» **MATERIAL SHOWN**

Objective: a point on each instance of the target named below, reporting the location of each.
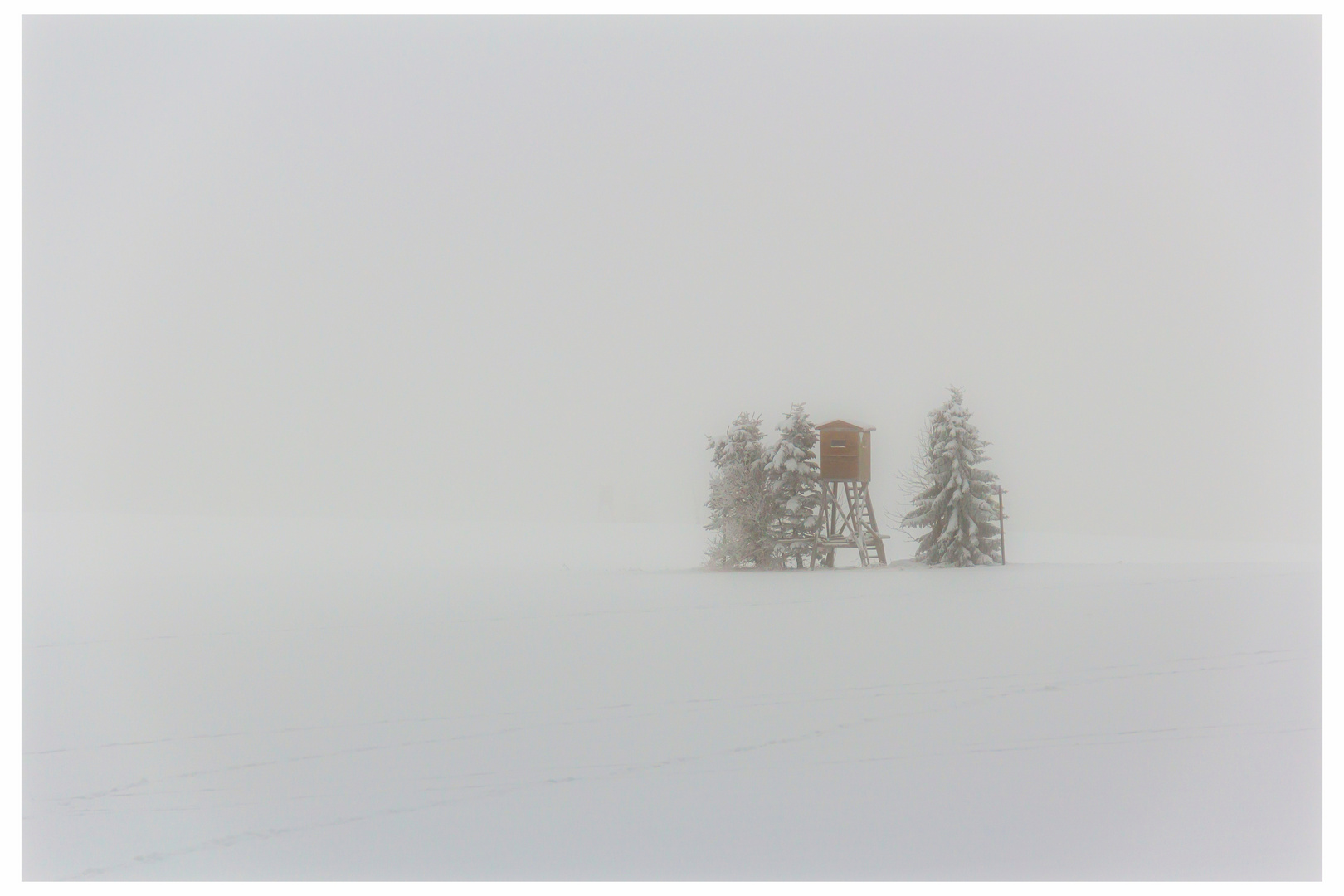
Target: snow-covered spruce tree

* * *

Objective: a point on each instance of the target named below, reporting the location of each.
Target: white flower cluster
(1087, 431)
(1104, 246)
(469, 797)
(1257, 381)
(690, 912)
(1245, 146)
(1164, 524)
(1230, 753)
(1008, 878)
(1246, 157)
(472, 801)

---

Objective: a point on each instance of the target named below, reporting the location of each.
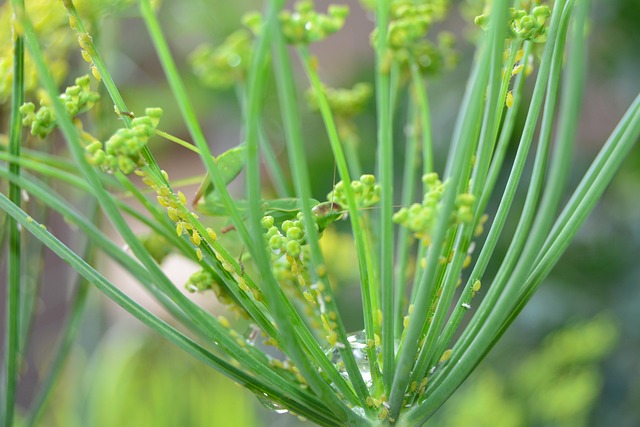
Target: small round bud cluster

» **WHAT TO WORK ON**
Extract each line of the records above that contains the word "cluster".

» **ANSWER TO THIS PROBLEM**
Target: white flower cluster
Target: small round bud cluster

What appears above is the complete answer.